■ Supplied text ■
Liposomal glutathione helps it survive the digestive tract, but it has the same problem as intravenous GSH in that in can't enter most cells in your body to raise intra-cellular levels.
Liposomal seems to work http://www.ncbi.nlm....ubmed/20535554/
Any studies to support that acetyl form works better?
That paper is in vitro- is there anything looking at efficacy in humans? Or animals? GetMaxed says it survives the GI tract, but didn't provide any evidence. The in vitro work suggests that it does penetrate the cell wall, but we don't know if it would hang around long enough, in high enough concentration, to do the same thing in humans.
I haven't seen any human studies on lipsomal GSH, I remember there being a rabbit in vivo study.
> GetMaxed says it survives the GI tract, but didn't provide any evidence
Thats just a general properties of liposomal delivery systems, nothing specific to glutathione.
I had the impression that the in-vitro works says it doesn't penetrate the cell wall, but has be broken down to the aminos, then transported into the cell and synthesized.

■ Given records ■
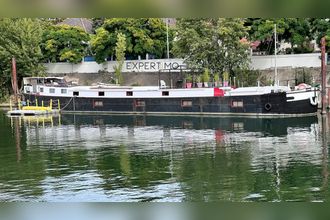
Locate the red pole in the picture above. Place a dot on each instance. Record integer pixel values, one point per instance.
(14, 79)
(324, 78)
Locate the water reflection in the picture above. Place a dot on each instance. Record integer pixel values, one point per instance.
(139, 158)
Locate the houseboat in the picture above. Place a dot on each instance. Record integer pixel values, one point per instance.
(101, 98)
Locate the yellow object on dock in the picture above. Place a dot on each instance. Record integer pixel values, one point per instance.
(37, 108)
(33, 112)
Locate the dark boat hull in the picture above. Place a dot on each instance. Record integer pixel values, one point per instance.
(267, 104)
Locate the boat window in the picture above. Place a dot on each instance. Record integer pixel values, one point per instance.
(139, 103)
(165, 93)
(237, 104)
(98, 104)
(186, 103)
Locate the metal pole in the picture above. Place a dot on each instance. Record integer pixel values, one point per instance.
(275, 54)
(14, 79)
(324, 79)
(167, 42)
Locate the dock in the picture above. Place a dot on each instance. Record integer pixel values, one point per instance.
(23, 112)
(34, 110)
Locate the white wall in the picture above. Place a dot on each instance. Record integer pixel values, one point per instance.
(154, 65)
(292, 60)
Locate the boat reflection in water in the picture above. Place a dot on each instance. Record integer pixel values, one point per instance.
(149, 158)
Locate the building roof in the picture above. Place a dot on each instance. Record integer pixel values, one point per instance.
(84, 23)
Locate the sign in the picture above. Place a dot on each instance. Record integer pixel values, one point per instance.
(154, 65)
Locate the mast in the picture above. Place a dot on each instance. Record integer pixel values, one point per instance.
(275, 36)
(14, 80)
(324, 77)
(167, 42)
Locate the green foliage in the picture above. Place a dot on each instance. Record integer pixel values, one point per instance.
(321, 28)
(212, 43)
(120, 56)
(297, 31)
(64, 43)
(147, 35)
(19, 38)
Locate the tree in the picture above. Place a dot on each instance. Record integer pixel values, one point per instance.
(212, 43)
(64, 43)
(120, 56)
(19, 38)
(321, 28)
(296, 31)
(147, 35)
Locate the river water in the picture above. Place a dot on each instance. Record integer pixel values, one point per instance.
(161, 158)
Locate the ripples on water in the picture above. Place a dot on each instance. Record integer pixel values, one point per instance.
(136, 158)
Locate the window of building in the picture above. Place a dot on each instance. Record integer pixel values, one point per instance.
(237, 104)
(186, 103)
(139, 103)
(98, 104)
(165, 93)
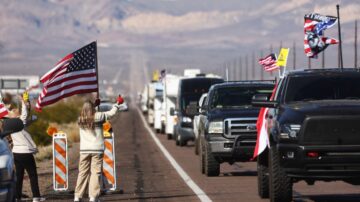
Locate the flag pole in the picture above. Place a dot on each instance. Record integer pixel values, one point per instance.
(97, 72)
(339, 32)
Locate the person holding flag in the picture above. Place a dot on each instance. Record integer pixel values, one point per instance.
(92, 148)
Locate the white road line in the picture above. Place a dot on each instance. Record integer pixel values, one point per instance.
(194, 187)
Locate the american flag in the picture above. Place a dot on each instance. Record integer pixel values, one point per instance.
(74, 74)
(269, 63)
(314, 26)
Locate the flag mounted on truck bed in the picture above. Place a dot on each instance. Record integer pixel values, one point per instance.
(75, 74)
(314, 27)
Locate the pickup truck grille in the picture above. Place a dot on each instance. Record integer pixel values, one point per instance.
(331, 130)
(245, 127)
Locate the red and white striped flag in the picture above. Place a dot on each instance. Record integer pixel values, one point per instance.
(262, 141)
(269, 63)
(74, 74)
(3, 110)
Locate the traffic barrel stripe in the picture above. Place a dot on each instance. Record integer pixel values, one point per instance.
(108, 146)
(60, 149)
(109, 177)
(60, 165)
(59, 179)
(108, 161)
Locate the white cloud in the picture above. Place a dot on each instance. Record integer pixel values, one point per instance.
(153, 23)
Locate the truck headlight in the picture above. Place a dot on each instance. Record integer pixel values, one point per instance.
(290, 131)
(216, 127)
(186, 119)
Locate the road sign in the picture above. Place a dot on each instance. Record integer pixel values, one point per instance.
(60, 162)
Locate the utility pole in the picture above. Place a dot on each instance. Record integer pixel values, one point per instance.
(240, 68)
(234, 69)
(323, 59)
(253, 65)
(294, 55)
(271, 51)
(246, 67)
(261, 70)
(340, 41)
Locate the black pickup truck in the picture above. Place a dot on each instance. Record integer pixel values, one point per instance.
(314, 131)
(227, 127)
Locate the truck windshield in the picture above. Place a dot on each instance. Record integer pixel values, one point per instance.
(312, 88)
(233, 97)
(192, 89)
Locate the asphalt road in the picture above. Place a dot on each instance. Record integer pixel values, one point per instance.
(145, 174)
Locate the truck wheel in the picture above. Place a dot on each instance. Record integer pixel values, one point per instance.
(181, 141)
(263, 175)
(202, 158)
(280, 184)
(196, 146)
(212, 167)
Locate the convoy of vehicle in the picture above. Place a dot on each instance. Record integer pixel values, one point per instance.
(312, 121)
(227, 131)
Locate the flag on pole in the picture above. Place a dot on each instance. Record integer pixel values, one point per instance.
(3, 110)
(269, 63)
(282, 59)
(162, 74)
(75, 74)
(314, 26)
(262, 140)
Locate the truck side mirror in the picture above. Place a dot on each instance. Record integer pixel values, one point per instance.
(262, 100)
(203, 109)
(172, 111)
(10, 126)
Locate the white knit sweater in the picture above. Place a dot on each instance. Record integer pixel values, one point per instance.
(92, 141)
(23, 143)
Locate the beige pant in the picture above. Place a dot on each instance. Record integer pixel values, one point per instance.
(90, 169)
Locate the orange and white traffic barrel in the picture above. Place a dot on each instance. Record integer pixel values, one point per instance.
(109, 166)
(60, 162)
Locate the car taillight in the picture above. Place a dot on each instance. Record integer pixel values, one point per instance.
(313, 154)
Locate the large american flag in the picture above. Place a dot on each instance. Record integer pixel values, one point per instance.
(74, 74)
(269, 63)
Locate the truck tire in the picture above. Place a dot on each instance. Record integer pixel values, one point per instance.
(182, 142)
(202, 158)
(212, 166)
(280, 184)
(263, 174)
(196, 146)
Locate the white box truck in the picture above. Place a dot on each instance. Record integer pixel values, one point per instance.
(171, 87)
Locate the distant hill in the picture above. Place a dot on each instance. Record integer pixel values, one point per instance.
(171, 34)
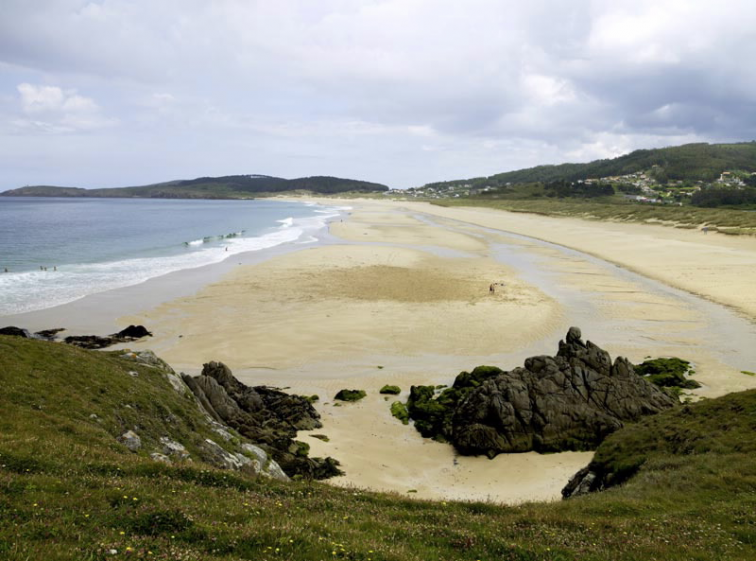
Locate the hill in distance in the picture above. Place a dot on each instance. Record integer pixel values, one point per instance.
(226, 187)
(693, 162)
(70, 491)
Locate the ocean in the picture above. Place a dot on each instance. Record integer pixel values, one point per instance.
(57, 250)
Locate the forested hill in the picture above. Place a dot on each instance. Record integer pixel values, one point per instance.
(694, 162)
(227, 187)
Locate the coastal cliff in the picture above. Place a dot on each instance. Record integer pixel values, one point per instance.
(72, 488)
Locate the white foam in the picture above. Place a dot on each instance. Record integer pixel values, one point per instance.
(36, 290)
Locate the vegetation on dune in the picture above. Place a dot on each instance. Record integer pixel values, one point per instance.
(68, 491)
(719, 219)
(699, 161)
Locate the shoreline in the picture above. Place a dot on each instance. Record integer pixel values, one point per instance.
(398, 293)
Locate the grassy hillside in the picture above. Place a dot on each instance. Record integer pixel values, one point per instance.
(227, 187)
(688, 162)
(68, 490)
(726, 221)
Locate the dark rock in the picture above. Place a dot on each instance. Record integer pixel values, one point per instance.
(131, 333)
(49, 334)
(583, 482)
(90, 341)
(350, 395)
(130, 440)
(264, 415)
(15, 332)
(390, 390)
(571, 401)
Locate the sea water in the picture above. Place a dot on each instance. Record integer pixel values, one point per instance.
(57, 250)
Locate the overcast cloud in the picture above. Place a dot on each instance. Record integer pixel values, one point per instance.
(403, 92)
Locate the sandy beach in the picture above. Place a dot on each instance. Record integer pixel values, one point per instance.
(400, 295)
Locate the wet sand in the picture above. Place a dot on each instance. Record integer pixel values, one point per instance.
(401, 296)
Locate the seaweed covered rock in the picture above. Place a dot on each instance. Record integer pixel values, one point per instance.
(265, 415)
(570, 401)
(433, 411)
(668, 373)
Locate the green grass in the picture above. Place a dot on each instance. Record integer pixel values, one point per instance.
(726, 221)
(68, 491)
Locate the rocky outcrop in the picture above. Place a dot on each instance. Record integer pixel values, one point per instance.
(13, 331)
(571, 401)
(45, 334)
(131, 333)
(267, 416)
(130, 440)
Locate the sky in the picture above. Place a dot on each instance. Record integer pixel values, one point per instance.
(402, 92)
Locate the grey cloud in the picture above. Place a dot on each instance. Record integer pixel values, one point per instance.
(403, 87)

■ Prompt 1 ■
Output everything in the glutathione discussion from "Liposomal glutathione helps" down to "form works better?", copied word for word.
■ Prompt 2 ■
Continue the discussion of liposomal glutathione past its last sentence.

■ Exercise result 1 ■
Liposomal glutathione helps it survive the digestive tract, but it has the same problem as intravenous GSH in that in can't enter most cells in your body to raise intra-cellular levels.
Liposomal seems to work http://www.ncbi.nlm....ubmed/20535554/
Any studies to support that acetyl form works better?

■ Exercise result 2 ■
"Blocking γ-glutamylcysteine synthetase with buthionine sulfoxamine prevented replenishment with liposomal-GSH demonstrating the requirement for catabolism and resynthesis."
But it's odd then that there was such a difference with normal glutathione, as the same should be able to happen with that, so not sure what's happening there.
Also in that link article said
"In mixed neuronal/glial cultures depleted of intracellular GSH"
from what I've been researching restoring levels when they are already low, below that of homeostatic levels, isn't as relevant, even NAC will do the job then.
For what we're interested in, getting that extra extension in health/lifespan, there's a other factors that are at play too. Lately I've been looking into the epigenetic changes which downregulate the expression of Nrf2 and all the glutathione enzymes. I should finish up my article I've been writing on it...
But getting back on topic it would be good to see some more studies with SAG, especially comparing with liposomal, RibCys and NAC.